- **Problems and tasks**:
[A] Please rewrite the paragraph of the Lèsina Lagoon abstract beginning "Geomorphological features of the lagoonal system" as a brief bulleted list, keeping its main facts.
[B] According to the Lèsina Lagoon abstract, why did the lagoon's shape change after it formed, and what else resulted from the same process? Answer in one to three sentences.
[C] In the Lèsina Lagoon abstract, where did the clasts that filled the bay during the post-glacial age come from?

DE PIPPO T., DONADIO C. & PENNETTA M.
Morphological evolution of Lèsina Lagoon (Southern Adriatic,Italy)
Pages 29-41
Abstract
Geomorphological features of the lagoonal system of Lèsina (Apulia Province, south-eastern Italy) are highlighted in this research; it has been possible to point out the late Quaternary evolution of this coastal transitional environment through morphological surveys, both of the emerged and underwater landscape of the basin. The lagoonal system is the result of a constant evolution due to mutual equilibrium between eustatism, coastal paleomorphology, sediment supply, tidal effects and modification of the hydrographic network pattern. The Quaternary geologic history and the morphological characteristics of this coastal zone suggest that the lagoon development and evolution are linked to interactions between tectono-sedimentary, climatic and hydrodynamic factors during the late Pleistocene-Holocene. These physical factors acted on a landscape of inherited morphostructures bordered by high morphological relief, generating a different positioned littoral compared to the present-day one. The genesis of Lèsina Lagoon is linked to littoral dynamics that led to progressive development of composite littoral spits inside a shallow-water marine bay. During the post-glacial age, the bay was gradually filled with clasts drifted out from the Fortore River mouth, few kilometres westward of the lagoon. Probably, the lagoonal system has developed after the Holocene climatic optimum, when the neotectonic phases had already faded and the landscape was rough enough but quite comparable to the presentday one. The growth of a steady littoral sandy ridge, first NW-SE then W-E oriented, on which dune ridges developed, led to the genesis of a lagoon behind the dunes. Subsequently, the lagoon shape has undergone a change because of constant sediment filling, reducing the area of an originally trapezoidal basin. The same process caused the decrease of lagoon depth and number of channels. Thin peat levels alternating with marine sandy-silty sediments, suggest that marine and marshy stages alternated during the lagoonal system evolution.

- **Data for analysis**:
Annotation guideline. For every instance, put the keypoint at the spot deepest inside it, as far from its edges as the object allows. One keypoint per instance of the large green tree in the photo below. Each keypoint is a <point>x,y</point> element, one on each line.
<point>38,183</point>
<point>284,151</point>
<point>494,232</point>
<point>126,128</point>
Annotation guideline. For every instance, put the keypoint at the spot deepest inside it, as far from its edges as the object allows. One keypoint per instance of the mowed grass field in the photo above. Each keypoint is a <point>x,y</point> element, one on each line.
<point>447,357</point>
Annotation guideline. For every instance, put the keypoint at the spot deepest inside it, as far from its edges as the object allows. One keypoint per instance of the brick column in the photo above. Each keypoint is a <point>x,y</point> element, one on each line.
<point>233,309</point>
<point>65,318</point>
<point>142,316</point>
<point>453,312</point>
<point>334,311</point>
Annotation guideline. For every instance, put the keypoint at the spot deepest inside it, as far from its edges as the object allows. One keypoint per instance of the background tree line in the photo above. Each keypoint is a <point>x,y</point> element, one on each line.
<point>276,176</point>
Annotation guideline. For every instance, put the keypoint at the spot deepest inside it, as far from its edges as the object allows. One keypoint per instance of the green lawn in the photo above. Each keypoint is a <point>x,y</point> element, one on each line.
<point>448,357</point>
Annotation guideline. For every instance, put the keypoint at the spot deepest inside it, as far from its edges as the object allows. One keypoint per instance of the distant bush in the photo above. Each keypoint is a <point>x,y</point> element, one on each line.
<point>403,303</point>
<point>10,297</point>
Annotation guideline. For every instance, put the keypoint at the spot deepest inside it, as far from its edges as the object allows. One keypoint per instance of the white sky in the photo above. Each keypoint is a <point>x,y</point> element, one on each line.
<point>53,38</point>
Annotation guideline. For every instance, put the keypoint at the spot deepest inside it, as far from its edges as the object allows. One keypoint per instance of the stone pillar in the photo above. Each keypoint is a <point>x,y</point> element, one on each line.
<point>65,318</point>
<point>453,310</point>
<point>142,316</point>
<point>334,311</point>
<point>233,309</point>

- **Outputs by task**:
[A]
- The study describes the geomorphology of the Lèsina lagoonal system (Apulia, south-eastern Italy) and traces its late Quaternary evolution through surveys of its emerged and underwater landscape.
- The lagoon results from a balance among eustatism, coastal paleomorphology, sediment supply, tidal effects and changes in the hydrographic network.
- Its development is linked to tectono-sedimentary, climatic and hydrodynamic factors during the late Pleistocene-Holocene. These factors acted on inherited morphostructures bordered by high relief, producing a shoreline positioned differently from today's.
- The lagoon formed as composite littoral spits grew inside a shallow marine bay. After the glacial age, that bay was filled with clasts carried from the Fortore River mouth, a few kilometres to the west.
- The system probably developed after the Holocene climatic optimum, once neotectonic phases had faded.
- A stable sandy littoral ridge, oriented first NW-SE and then W-E and topped by dunes, enclosed a lagoon behind it.
- Continuous sediment filling then shrank the originally trapezoidal basin and reduced its depth and number of channels.
- Thin peat levels alternating with marine sandy-silty sediments suggest alternating marine and marshy stages.

[B] The lagoon's shape changed because constant sediment filling reduced the area of the originally trapezoidal basin. The same process also decreased the lagoon's depth and its number of channels.

[C] They drifted out from the Fortore River mouth, a few kilometres west of the lagoon.